→ PROBLEM STATEMENT
Recast the lines starting with the line that contains "Provide the mask of every instance of the parked" and going on through the line that contains "159L642 161L643 165L639" as a JSON list of strings, one string for each line. Leave out blank lines.

Lines of data:

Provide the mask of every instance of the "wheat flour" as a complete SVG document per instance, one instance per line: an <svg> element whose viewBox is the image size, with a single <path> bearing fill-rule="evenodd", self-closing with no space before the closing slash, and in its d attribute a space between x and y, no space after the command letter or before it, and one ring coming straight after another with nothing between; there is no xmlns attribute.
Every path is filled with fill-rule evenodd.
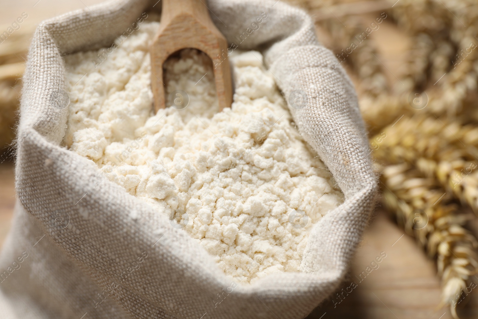
<svg viewBox="0 0 478 319"><path fill-rule="evenodd" d="M145 22L100 64L101 50L65 57L65 146L167 214L237 280L300 271L309 230L343 197L273 75L259 52L232 55L234 102L217 113L210 60L186 50L165 66L166 94L185 91L187 106L154 114L148 50L158 27Z"/></svg>

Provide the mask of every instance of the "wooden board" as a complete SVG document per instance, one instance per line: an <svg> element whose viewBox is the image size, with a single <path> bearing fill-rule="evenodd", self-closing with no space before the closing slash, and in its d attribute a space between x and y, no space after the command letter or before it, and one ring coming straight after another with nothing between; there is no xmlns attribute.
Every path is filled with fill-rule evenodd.
<svg viewBox="0 0 478 319"><path fill-rule="evenodd" d="M0 164L0 245L6 237L15 203L13 166ZM472 227L478 235L478 221ZM387 256L366 276L362 272L381 252ZM362 279L360 281L360 279ZM364 235L342 287L357 286L343 301L337 297L316 308L308 319L451 319L449 310L437 308L441 289L434 262L414 240L403 232L382 209L376 212ZM478 283L478 279L476 281ZM350 291L350 289L349 289ZM478 317L478 294L459 313L462 319Z"/></svg>
<svg viewBox="0 0 478 319"><path fill-rule="evenodd" d="M7 1L0 11L0 24L8 24L17 14L25 11L25 8L29 10L30 19L26 22L35 24L70 10L101 2L99 0L77 2L41 0L33 7L37 1ZM383 25L380 31L374 32L372 36L377 37L377 42L382 44L379 48L381 60L391 72L399 76L400 56L407 44L404 42L405 37L388 26ZM4 44L7 43L6 42ZM392 74L387 76L391 81L395 78ZM15 201L14 184L13 165L6 163L0 164L0 245L4 241L13 213ZM470 228L478 236L478 220L473 221ZM413 239L402 235L403 232L386 212L378 209L365 231L352 263L348 278L343 287L346 289L353 280L357 282L357 286L339 303L337 297L333 297L316 308L307 318L450 319L449 309L437 308L441 288L434 263L426 258ZM377 269L359 281L356 276L359 277L382 252L387 254L386 257L379 264ZM478 278L475 282L478 283ZM459 309L462 319L478 318L478 294L474 290L469 297L467 303Z"/></svg>

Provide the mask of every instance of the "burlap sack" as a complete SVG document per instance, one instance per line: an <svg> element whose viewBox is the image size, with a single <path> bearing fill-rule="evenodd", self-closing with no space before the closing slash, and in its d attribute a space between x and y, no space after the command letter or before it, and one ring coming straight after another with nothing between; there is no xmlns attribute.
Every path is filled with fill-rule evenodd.
<svg viewBox="0 0 478 319"><path fill-rule="evenodd" d="M110 1L45 21L35 33L18 131L19 203L0 257L1 318L298 319L347 271L377 185L352 85L302 11L275 0L207 4L230 42L266 13L239 48L264 52L286 99L294 90L306 94L306 106L291 112L345 195L312 231L304 272L231 283L166 216L59 146L67 114L59 107L62 55L110 44L156 0Z"/></svg>

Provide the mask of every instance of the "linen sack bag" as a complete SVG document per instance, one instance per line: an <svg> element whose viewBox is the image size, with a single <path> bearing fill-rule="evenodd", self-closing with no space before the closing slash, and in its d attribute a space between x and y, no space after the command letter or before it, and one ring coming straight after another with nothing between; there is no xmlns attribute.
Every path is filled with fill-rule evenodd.
<svg viewBox="0 0 478 319"><path fill-rule="evenodd" d="M302 272L274 274L247 286L231 283L168 217L60 147L67 113L62 55L109 46L148 8L159 7L153 8L156 0L108 1L44 21L35 33L18 132L19 202L0 256L0 271L6 272L0 317L299 319L347 271L377 184L352 84L299 9L275 0L207 3L230 43L267 14L239 48L262 51L286 99L294 90L306 94L305 107L289 108L345 195L311 231Z"/></svg>

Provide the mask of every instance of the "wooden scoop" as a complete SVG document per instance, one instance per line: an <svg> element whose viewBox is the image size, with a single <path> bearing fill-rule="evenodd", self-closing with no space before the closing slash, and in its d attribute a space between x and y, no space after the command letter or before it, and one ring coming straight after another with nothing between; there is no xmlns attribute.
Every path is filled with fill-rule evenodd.
<svg viewBox="0 0 478 319"><path fill-rule="evenodd" d="M230 107L232 86L228 42L213 23L206 0L163 0L159 31L150 49L151 86L157 112L165 107L163 65L182 49L197 49L212 60L219 111Z"/></svg>

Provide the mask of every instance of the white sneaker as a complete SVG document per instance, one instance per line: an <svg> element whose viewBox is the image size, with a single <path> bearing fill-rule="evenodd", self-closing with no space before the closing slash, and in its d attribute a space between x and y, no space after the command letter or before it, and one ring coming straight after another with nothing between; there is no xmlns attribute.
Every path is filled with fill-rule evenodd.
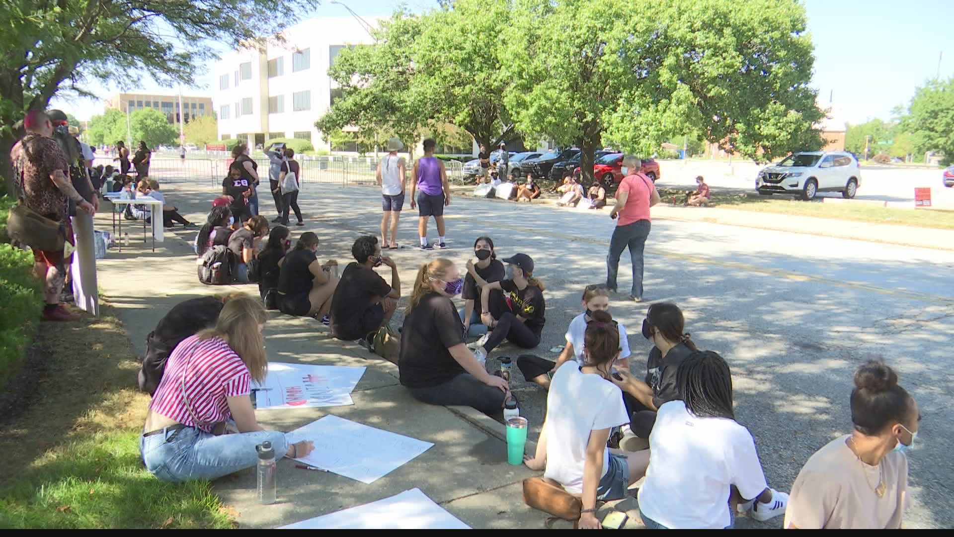
<svg viewBox="0 0 954 537"><path fill-rule="evenodd" d="M785 514L785 507L788 506L788 494L778 492L774 488L770 490L772 490L771 502L768 504L756 502L752 506L752 518L759 522L765 522L778 515Z"/></svg>

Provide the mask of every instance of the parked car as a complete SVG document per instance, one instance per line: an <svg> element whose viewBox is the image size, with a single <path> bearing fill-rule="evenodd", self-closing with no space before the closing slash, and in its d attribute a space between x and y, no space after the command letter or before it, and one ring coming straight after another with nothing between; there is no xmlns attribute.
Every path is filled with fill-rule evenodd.
<svg viewBox="0 0 954 537"><path fill-rule="evenodd" d="M643 159L642 161L643 165L639 171L646 174L646 177L653 180L653 183L655 183L659 179L659 162L656 162L654 159ZM593 178L604 188L614 188L623 181L622 167L622 153L607 153L593 162ZM580 168L573 170L573 174L579 176Z"/></svg>
<svg viewBox="0 0 954 537"><path fill-rule="evenodd" d="M861 173L850 153L806 151L789 155L758 172L756 190L763 196L795 194L812 200L819 192L840 192L851 199L861 183Z"/></svg>
<svg viewBox="0 0 954 537"><path fill-rule="evenodd" d="M550 149L536 159L524 161L520 165L520 171L523 174L533 174L533 179L546 179L550 176L550 170L553 167L553 164L562 161L569 161L579 152L579 149L573 148Z"/></svg>

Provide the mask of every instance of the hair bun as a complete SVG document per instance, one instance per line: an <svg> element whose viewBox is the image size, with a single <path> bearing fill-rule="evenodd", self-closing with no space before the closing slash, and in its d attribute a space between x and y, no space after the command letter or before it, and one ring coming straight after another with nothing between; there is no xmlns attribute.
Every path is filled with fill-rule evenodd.
<svg viewBox="0 0 954 537"><path fill-rule="evenodd" d="M876 394L898 385L898 374L881 360L868 360L855 373L855 387Z"/></svg>

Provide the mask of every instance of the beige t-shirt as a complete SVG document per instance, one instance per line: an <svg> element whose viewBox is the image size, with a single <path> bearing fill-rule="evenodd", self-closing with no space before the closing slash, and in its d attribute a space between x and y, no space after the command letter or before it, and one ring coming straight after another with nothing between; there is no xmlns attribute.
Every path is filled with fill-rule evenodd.
<svg viewBox="0 0 954 537"><path fill-rule="evenodd" d="M884 496L875 493L881 469L859 461L848 436L819 449L798 472L782 527L803 529L896 529L907 494L907 457L892 451L881 459Z"/></svg>

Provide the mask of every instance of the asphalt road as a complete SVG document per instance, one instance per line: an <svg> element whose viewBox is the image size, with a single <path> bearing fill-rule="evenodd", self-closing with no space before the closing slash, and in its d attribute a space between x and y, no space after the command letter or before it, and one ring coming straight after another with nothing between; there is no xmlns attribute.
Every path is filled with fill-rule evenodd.
<svg viewBox="0 0 954 537"><path fill-rule="evenodd" d="M164 190L168 203L185 206L201 222L199 213L215 196L207 184ZM373 188L306 184L299 204L307 226L293 226L292 232L318 232L322 261L349 261L359 234L379 233L380 200ZM262 214L270 219L271 204L262 197ZM404 214L399 240L410 247L417 243L417 214L408 204ZM550 349L562 347L570 321L582 311L583 287L605 282L614 225L607 211L457 197L446 214L449 249L392 250L403 294L409 294L422 263L441 256L463 268L474 238L490 235L499 257L518 251L533 257L534 275L547 286L547 326L543 343L530 353L555 357ZM433 221L429 236L436 236ZM191 241L193 235L182 237ZM628 290L628 252L620 265L619 288ZM633 371L643 375L651 346L639 326L648 303L670 301L682 308L696 344L729 361L737 419L752 431L770 484L781 490L791 487L812 453L850 431L852 375L865 359L883 358L897 369L923 416L909 452L911 505L905 526L951 527L952 282L952 252L657 220L646 249L647 302L628 302L624 293L613 299L611 311L630 333ZM399 311L396 326L400 317ZM498 355L522 353L505 346L487 367L499 367ZM511 387L535 438L546 393L525 382L516 369ZM779 526L776 520L763 526Z"/></svg>

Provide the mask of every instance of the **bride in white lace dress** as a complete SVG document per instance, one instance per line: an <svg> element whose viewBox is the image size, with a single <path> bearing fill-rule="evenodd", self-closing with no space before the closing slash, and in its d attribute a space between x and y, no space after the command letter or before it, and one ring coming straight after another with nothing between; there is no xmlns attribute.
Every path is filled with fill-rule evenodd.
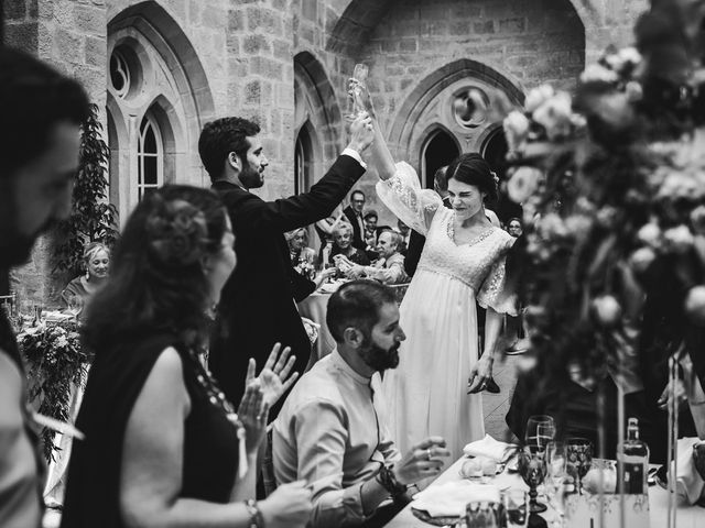
<svg viewBox="0 0 705 528"><path fill-rule="evenodd" d="M354 97L369 96L362 89ZM361 103L373 116L369 99ZM458 458L466 443L485 436L479 392L491 380L502 315L516 315L513 301L502 295L505 257L514 239L485 215L484 199L497 193L497 184L479 154L464 154L448 167L453 209L447 209L435 191L421 188L410 165L394 164L375 125L370 163L381 179L377 193L426 237L400 308L406 341L399 367L387 371L382 383L388 422L401 452L434 435ZM487 308L479 360L476 301Z"/></svg>

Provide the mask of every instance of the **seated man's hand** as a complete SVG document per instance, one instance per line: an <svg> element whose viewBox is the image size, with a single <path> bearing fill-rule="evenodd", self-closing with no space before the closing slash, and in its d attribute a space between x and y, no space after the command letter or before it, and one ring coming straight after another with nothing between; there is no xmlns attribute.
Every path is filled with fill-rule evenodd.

→ SOLUTION TO THIS PROBLEM
[
  "Provide the mask of every instance of the parked car as a complete SVG document per instance, one instance per line: an <svg> element whose viewBox is the image size, with a single <path> bearing fill-rule=\"evenodd\", self-closing with no space before the closing slash, and in its d attribute a space between x and y, no space after the command letter or before it, and one ring coming straight after another with nothing between; there is no xmlns attribute.",
  "Every path is filled with fill-rule evenodd.",
  "<svg viewBox=\"0 0 954 537\"><path fill-rule=\"evenodd\" d=\"M643 159L642 161L643 165L639 171L646 174L646 177L653 180L653 183L655 183L659 179L659 162L656 162L654 159ZM593 178L604 188L614 188L623 181L622 167L622 153L607 153L593 162ZM580 168L573 170L573 174L579 176Z\"/></svg>"
]